We did have one person that made a mistake, but it doesn’t exemplify the entire team. That one person has been taken care of and shown a new path toward rebuilding trust, not only among the community but also trust among fellow team members. So it’s definitely not business as usual, but we were never bad people to begin with, we’re just going to keep on teaching people, especially new hires, as we grow more, what the foundation and culture are and that we what we don’t tolerate.
PD: It was announced that Melvin had released Your IPA, with a portion of sales going to fundraising for medical debt forgiveness, and with the branding of the face being a mirror. Is this, in some way, introspective about some of these incidents? What was your biggest learning from all of this?
Jeremy Tofte: I think the biggest was that we were growing so fast, we started as a 20 gallon system and then a 3 bbl system and in the last few years and now we’re on a 60 bbl system and everything is moving so fast, we have to pump the breaks and slow down and make sure things don’t get past us we have our eyes on everything in the company.
Ted Whitney: We also need to make sure we’re living out the intentions of Melvin. We’re clarifying our core value statements and discuss them more often and we have to make sure our actions speak to core values. Take feedback and evaluate where we’ve been told we’ve gone too far. Your IPA started a year ago. We’ve got this incredible megaphone that is our brewery and the entire world can hear what we say, so let’s say something worth hearing. And we came up with this idea for the Mirror Man looking for a way to help forgive medical debt and that really got us to set our course and say we can do a lot of good here. We can affect people in a positive way. We’ll have a formidable distro network that can raise a ton of money and do a ton of good.
The mirror man on the label is an awesome character. We put him on there, because want this to be for everyone out there. It’s a beer that’s by people for people. It’s a great opportunity look at how our business is moving forward and what kind of good we can do out there in the world and really think of our responsibility to create a great work environment for our staff and to develop a killer platform for doing good in the future, and that’s what we’re keenly focused on how can we change the world to create our vision of what a better place looks like, and create more space for dialogue for how much good we can do as a brewery.
PD: How do you feel when people say that they now refuse to drink your product because of these incidents?

===

Resume the interview about Melvin, starting right after its last line. The rows are not needed for anything here.

(Referring expression pointing data)
===

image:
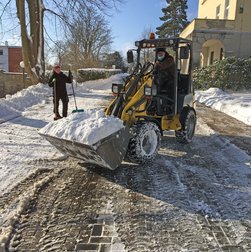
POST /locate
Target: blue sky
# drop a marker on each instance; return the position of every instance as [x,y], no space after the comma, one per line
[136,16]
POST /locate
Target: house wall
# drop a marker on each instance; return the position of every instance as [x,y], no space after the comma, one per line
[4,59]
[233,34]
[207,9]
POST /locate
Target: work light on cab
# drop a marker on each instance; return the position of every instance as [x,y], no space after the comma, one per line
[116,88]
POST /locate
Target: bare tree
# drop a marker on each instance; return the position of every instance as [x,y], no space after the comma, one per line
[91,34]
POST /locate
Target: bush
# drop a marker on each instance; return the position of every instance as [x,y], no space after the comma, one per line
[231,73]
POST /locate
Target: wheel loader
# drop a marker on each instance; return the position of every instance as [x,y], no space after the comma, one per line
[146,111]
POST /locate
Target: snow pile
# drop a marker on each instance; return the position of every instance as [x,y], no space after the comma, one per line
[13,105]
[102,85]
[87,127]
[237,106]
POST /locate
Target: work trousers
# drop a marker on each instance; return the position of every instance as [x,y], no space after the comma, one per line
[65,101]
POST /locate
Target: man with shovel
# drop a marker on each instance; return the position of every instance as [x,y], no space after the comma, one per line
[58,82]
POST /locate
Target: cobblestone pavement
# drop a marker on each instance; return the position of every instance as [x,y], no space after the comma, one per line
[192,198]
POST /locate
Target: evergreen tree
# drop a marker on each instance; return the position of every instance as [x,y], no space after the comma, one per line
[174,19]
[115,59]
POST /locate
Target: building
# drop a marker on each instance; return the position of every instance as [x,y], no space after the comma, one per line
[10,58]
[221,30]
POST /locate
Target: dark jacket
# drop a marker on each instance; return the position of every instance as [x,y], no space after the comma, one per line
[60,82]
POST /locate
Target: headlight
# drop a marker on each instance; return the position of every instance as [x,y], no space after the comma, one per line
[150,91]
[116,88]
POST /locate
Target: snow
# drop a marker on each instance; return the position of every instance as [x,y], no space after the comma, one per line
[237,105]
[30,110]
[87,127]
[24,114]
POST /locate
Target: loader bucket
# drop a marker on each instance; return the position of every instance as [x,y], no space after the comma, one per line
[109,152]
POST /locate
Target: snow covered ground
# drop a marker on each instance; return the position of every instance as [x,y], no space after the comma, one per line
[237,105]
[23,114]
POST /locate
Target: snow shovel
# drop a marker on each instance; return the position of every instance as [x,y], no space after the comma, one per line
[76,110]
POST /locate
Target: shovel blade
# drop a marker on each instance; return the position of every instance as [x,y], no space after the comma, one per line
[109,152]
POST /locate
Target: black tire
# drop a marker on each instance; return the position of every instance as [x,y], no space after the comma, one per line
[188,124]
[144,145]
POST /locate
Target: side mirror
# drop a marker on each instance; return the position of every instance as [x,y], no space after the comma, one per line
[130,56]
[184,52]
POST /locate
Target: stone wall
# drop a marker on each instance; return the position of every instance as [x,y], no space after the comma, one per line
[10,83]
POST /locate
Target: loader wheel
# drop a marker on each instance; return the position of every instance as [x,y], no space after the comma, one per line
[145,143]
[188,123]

===

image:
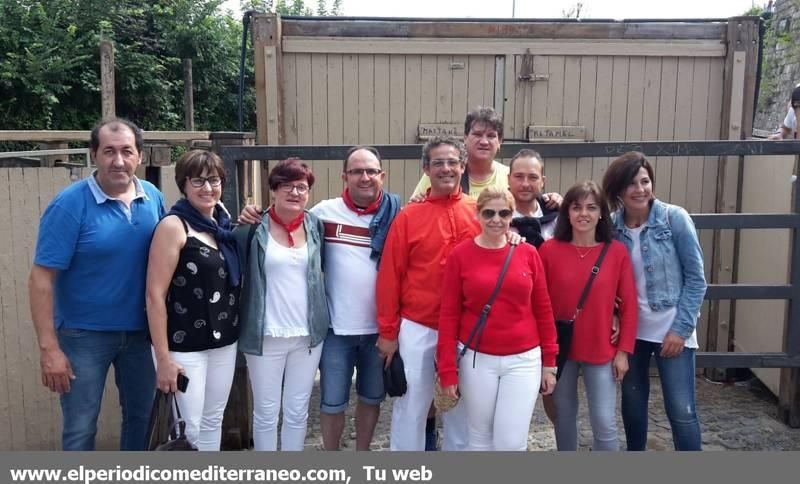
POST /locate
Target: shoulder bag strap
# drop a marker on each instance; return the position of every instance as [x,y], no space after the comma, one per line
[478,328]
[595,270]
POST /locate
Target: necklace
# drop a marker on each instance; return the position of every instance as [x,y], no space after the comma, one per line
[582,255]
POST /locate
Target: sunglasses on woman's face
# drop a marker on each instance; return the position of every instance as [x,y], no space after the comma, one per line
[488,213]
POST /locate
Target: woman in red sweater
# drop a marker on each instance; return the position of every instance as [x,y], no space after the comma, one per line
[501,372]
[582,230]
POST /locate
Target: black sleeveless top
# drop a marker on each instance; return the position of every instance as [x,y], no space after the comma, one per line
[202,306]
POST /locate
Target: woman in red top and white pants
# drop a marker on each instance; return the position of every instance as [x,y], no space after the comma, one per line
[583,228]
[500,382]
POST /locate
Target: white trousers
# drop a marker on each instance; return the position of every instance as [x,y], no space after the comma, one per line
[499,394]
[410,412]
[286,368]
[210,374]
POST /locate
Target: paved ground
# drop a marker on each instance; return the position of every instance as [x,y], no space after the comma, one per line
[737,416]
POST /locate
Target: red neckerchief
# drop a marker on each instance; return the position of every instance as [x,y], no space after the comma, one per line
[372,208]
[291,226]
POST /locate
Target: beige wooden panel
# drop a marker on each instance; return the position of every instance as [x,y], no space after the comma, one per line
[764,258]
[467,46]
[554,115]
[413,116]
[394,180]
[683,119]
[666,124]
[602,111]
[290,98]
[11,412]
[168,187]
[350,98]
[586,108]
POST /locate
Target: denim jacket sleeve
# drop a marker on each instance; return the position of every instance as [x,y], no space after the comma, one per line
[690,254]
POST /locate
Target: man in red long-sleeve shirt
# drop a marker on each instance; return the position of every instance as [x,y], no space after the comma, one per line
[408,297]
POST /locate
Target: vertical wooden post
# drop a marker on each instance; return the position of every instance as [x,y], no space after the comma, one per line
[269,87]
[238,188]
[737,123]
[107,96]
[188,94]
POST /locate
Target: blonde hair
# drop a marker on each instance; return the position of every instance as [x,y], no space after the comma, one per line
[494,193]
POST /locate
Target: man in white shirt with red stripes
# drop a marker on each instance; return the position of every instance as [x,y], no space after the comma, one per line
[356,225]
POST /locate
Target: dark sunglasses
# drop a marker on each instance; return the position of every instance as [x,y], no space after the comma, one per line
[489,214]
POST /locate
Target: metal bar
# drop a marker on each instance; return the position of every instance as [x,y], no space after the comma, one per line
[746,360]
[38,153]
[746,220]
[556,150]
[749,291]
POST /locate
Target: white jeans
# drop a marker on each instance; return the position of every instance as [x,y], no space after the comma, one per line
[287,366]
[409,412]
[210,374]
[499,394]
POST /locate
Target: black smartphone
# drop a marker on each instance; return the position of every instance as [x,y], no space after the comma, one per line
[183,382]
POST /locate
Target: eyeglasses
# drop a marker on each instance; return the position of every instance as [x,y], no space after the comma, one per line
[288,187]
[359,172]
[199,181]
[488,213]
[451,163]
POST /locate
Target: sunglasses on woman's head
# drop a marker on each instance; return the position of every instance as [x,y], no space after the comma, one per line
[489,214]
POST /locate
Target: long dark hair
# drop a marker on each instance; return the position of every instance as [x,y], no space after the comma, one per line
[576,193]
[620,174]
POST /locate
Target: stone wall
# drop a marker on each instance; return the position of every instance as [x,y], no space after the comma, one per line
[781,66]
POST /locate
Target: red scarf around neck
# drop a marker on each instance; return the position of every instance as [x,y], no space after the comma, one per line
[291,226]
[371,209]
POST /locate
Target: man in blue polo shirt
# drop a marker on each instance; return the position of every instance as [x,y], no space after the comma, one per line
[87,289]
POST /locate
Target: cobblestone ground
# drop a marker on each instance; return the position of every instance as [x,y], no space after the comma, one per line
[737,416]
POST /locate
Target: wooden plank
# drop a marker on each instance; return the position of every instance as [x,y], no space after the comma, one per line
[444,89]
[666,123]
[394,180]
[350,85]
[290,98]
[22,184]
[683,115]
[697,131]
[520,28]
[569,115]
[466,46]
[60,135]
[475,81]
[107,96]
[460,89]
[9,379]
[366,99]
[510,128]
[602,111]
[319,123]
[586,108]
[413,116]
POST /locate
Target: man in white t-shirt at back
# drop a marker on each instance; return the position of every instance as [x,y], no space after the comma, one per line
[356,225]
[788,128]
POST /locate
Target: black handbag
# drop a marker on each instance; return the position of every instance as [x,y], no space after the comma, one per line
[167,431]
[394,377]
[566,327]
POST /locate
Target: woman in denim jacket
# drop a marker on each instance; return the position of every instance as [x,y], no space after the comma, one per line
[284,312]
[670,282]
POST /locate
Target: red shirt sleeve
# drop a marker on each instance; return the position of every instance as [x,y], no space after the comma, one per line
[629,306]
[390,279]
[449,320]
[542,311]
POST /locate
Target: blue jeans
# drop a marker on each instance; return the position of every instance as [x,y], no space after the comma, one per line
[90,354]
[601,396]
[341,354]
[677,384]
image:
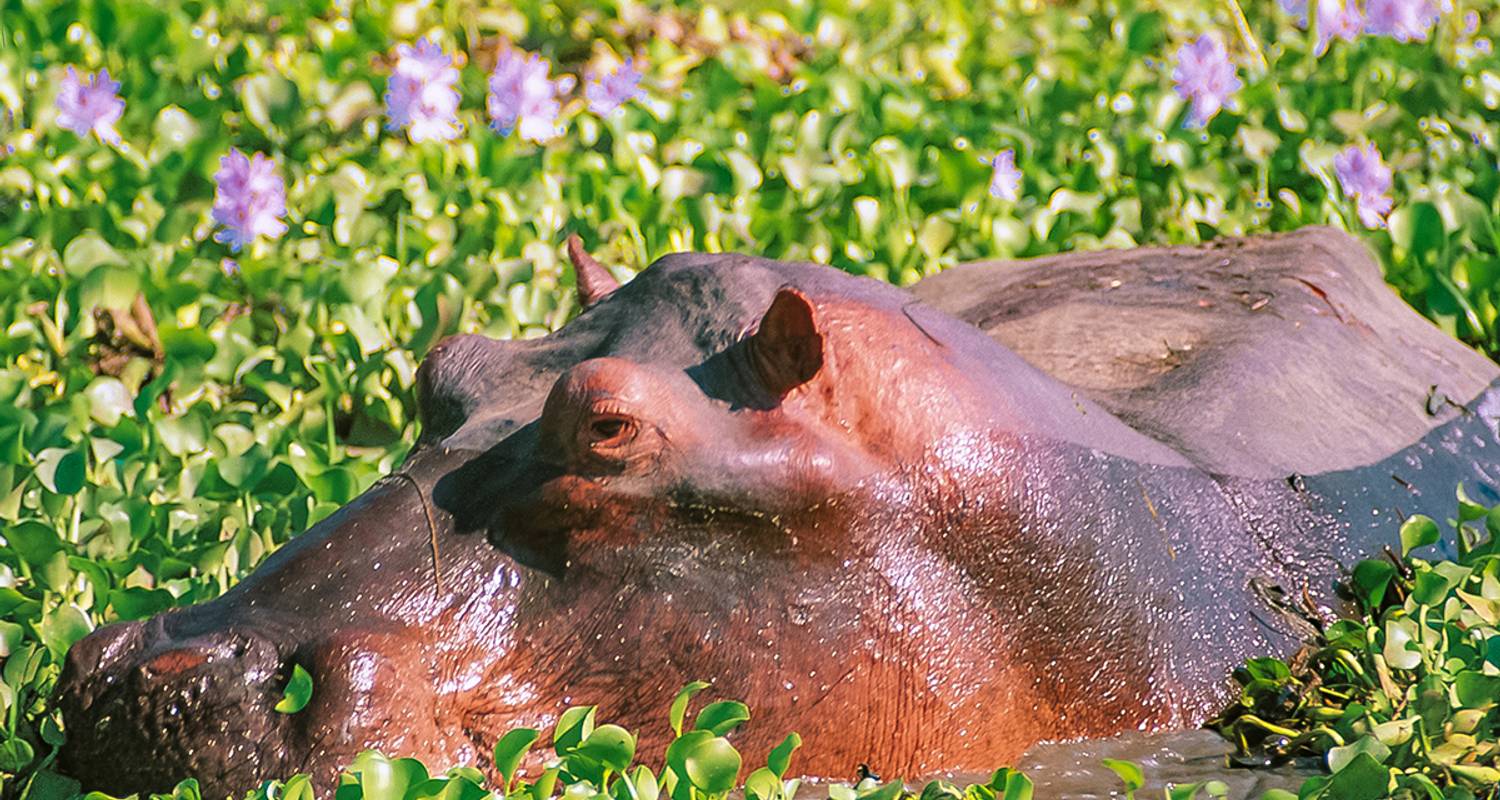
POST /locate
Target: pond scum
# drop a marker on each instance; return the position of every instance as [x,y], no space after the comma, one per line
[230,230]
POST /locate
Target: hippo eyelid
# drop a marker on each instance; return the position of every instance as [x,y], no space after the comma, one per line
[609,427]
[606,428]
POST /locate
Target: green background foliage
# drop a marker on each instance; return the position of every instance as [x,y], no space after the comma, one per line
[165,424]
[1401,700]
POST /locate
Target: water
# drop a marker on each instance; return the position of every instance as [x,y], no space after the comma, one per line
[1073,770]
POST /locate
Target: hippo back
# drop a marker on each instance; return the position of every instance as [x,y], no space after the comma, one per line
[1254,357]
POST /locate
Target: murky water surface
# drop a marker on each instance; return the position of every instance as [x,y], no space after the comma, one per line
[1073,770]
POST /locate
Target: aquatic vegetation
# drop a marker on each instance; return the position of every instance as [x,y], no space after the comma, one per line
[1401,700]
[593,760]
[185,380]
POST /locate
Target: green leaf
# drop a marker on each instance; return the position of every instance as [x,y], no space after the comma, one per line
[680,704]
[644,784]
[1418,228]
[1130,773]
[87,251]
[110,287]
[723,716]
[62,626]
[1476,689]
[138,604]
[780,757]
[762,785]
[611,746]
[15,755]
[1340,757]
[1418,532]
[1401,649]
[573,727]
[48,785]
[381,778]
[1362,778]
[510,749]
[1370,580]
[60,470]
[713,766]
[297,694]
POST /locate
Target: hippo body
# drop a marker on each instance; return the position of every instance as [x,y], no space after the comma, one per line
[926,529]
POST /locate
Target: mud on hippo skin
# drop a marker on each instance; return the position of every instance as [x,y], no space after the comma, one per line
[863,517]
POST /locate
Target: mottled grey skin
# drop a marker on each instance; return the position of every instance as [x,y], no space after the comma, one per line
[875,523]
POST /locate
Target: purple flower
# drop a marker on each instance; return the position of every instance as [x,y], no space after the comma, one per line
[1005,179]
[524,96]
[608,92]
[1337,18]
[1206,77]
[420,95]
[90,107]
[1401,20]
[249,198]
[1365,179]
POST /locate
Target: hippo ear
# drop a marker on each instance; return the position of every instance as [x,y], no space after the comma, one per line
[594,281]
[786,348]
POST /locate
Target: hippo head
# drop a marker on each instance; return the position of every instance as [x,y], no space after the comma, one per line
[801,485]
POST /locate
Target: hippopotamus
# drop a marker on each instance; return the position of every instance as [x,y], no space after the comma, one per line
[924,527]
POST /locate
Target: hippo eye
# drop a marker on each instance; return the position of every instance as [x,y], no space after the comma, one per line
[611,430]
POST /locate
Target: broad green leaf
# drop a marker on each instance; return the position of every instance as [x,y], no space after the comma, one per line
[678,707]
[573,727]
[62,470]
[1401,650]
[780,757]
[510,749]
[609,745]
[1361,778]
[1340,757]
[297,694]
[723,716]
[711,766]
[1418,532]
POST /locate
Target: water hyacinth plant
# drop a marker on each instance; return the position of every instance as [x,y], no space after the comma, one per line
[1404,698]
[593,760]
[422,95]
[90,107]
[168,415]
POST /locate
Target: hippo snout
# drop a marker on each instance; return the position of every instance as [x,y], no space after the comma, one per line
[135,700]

===

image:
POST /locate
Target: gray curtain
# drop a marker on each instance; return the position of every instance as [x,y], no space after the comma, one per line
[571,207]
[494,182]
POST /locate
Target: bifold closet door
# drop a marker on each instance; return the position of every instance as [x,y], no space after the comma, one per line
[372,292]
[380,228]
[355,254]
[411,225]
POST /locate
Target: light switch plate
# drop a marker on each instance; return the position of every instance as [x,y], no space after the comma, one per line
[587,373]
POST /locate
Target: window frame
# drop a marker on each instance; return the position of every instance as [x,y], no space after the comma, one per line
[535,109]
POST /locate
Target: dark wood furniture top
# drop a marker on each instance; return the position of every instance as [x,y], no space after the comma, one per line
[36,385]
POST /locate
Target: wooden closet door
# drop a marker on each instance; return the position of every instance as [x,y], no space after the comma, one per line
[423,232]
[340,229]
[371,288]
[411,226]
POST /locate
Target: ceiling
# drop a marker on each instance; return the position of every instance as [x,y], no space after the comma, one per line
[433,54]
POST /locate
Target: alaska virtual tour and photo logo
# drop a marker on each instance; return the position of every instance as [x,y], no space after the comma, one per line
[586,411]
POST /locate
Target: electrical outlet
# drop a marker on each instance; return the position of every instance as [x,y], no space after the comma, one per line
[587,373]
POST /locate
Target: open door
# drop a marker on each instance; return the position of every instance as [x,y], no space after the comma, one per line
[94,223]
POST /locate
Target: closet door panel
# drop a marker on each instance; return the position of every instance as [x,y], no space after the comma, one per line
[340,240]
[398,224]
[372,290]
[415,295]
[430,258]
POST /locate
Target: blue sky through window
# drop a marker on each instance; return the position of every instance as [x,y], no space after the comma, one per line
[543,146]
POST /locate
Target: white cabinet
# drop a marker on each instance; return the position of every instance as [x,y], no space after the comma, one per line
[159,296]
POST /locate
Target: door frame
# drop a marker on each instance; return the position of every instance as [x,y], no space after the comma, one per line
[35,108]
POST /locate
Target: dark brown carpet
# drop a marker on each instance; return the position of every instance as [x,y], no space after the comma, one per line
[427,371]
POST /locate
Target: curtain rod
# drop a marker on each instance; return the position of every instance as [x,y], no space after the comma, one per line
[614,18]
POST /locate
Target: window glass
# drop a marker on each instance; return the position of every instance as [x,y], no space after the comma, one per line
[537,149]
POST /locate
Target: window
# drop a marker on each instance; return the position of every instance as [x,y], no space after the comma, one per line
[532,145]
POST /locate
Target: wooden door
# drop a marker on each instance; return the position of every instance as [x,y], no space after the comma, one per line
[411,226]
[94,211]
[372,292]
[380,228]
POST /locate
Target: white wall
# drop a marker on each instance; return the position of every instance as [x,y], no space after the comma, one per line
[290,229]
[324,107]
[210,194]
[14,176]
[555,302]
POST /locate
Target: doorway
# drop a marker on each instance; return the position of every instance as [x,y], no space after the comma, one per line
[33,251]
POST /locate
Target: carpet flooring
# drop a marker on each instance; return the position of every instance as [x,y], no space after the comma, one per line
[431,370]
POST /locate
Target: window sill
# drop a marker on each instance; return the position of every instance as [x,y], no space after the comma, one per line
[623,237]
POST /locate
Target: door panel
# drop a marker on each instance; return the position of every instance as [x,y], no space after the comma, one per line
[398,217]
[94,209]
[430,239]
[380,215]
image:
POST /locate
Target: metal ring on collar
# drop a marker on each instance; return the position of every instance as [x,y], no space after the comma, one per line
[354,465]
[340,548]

===

- [WRITTEN REPLY]:
Jeremy Tofte: We’re not responding to people that are threatening our staff or making false accusations. It’s the people that are meeting in person and emailing us individually that we’ve had some great takeaways having great dialogue.
Ted Whitney: When people reach out they are often enraged when they contact us and what’s happened is they’ve heard a version of the story that’s outrageous and we address that. We tell them what actually happened and we talk about what they’re so upset about and we address their concerns to say, “Hey there are things that we’re doing that we can do better. We’re not faultless. We’ve certainly stood at the line and we’ve probably crossed it a few times, but what you were so upset about isn’t what actually happened and we need to have a dialogue about that.” And that’s where things like bro-culture come up or I heard you say something rude at a beer fest and any number of those complaints are valid. That’s where we can be more sensitive in the future and we can set a better example going forward. It’s just a bummer that the truth moves so much more slowly than fabrications did around the internet.
Jeremy Tofte: I spent three years personally bringing beer here from the Thai Me Up system. I grew up here. I was bringing six barrels back of 2×4 to all the bars and we’ve had lines of 100 people waiting to tap the 2×4. It’s tough for all that goodwill that we’ve been doing the past five years to be gone in a 24-hour news cycle. So the people that are really supporting us and really see how this played out are supporting us even more now. It’s a chance to show them what we do and how we’re going to do great things in their neighborhood.